*Task details*.
Copy every item below word for word, keeping each line unchanged and in the same order.
-=-=-
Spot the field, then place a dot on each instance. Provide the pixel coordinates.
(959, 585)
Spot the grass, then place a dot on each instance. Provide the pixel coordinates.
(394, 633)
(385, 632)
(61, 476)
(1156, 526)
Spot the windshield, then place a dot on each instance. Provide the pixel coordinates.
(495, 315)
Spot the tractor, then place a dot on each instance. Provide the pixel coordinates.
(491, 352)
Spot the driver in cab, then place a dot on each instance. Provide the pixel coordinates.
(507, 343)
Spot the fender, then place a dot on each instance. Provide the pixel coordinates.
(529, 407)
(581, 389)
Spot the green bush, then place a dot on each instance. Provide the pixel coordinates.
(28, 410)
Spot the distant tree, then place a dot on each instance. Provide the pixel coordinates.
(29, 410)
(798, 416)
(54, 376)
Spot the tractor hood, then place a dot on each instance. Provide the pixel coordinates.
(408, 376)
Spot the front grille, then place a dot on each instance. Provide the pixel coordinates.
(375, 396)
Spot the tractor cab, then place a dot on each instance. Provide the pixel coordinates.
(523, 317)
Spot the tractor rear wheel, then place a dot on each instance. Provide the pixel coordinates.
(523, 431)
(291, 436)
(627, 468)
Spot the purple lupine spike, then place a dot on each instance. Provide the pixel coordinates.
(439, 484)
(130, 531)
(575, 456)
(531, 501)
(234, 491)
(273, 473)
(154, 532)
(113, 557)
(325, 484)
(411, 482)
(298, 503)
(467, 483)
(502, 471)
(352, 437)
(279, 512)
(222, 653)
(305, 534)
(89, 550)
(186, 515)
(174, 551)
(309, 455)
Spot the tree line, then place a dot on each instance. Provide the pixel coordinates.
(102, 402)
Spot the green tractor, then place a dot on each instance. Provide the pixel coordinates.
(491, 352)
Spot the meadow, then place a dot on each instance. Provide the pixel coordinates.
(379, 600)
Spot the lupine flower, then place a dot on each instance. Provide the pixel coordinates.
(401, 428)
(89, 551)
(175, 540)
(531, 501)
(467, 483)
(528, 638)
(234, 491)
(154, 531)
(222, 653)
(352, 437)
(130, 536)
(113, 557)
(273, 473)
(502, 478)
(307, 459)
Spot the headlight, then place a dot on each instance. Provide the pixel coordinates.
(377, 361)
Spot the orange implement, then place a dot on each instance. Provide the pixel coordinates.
-=-=-
*Answer for the task*.
Spot the field, then place a dot on each instance. Provide the pixel coordinates.
(959, 585)
Spot the grass, then place a dot on each instance. Provide the pixel coordinates.
(394, 633)
(385, 632)
(61, 476)
(1156, 526)
Spot the windshield, then place a dot on each instance. Provide the pixel coordinates.
(495, 315)
Spot the tractor, then place a dot on each instance. Provide the pixel coordinates.
(491, 352)
Spot the driver in cab, then place a dot on each instance. Provide the pixel coordinates.
(507, 343)
Spot the fender, then place a dot on each instance. Provide the pixel coordinates.
(529, 407)
(581, 389)
Spot the green bush, then place a dot on each instance. Provide the pixel coordinates.
(28, 410)
Spot the distant tree, then place a dot on each instance. Provide the pixel coordinates.
(29, 410)
(798, 416)
(54, 376)
Spot the tractor hood, then place a dot on each instance. Provide the pixel coordinates.
(408, 376)
Spot the front grille, then place a dot on each instance. Provide the pixel coordinates.
(375, 396)
Spot the tractor cab, then place a dot on each instance. Provide the pixel coordinates.
(523, 317)
Spot the tractor rear wheel, then place a dot on each instance. Provide the pixel coordinates.
(523, 431)
(291, 436)
(627, 468)
Spot the purple lupine spike, then place a dot on each instance. Provide the pixel coordinates.
(439, 484)
(130, 531)
(575, 456)
(531, 501)
(234, 491)
(273, 473)
(154, 532)
(113, 557)
(325, 484)
(411, 482)
(298, 503)
(467, 483)
(502, 471)
(352, 437)
(279, 512)
(222, 653)
(305, 534)
(89, 550)
(186, 515)
(174, 551)
(309, 455)
Spot the tree line, then place a dot on each instance. Provide the pixel coordinates.
(102, 402)
Spot the green tractor, then place a dot on each instance. Provide the pixel coordinates.
(491, 352)
Spot the meadow, then place a dot on each instance. Provide the pixel coordinates.
(379, 600)
Spot the lupine flower, then place a dot on each instance. Provide the pixel coordinates.
(401, 428)
(89, 551)
(175, 540)
(531, 501)
(467, 483)
(528, 638)
(234, 491)
(154, 531)
(222, 653)
(352, 437)
(130, 536)
(113, 557)
(273, 473)
(502, 478)
(307, 459)
Spot the headlight, then place a dot on each instance. Provide the pixel coordinates.
(377, 361)
Spot the orange implement, then place a dot on each instance. Provide the pixel coordinates.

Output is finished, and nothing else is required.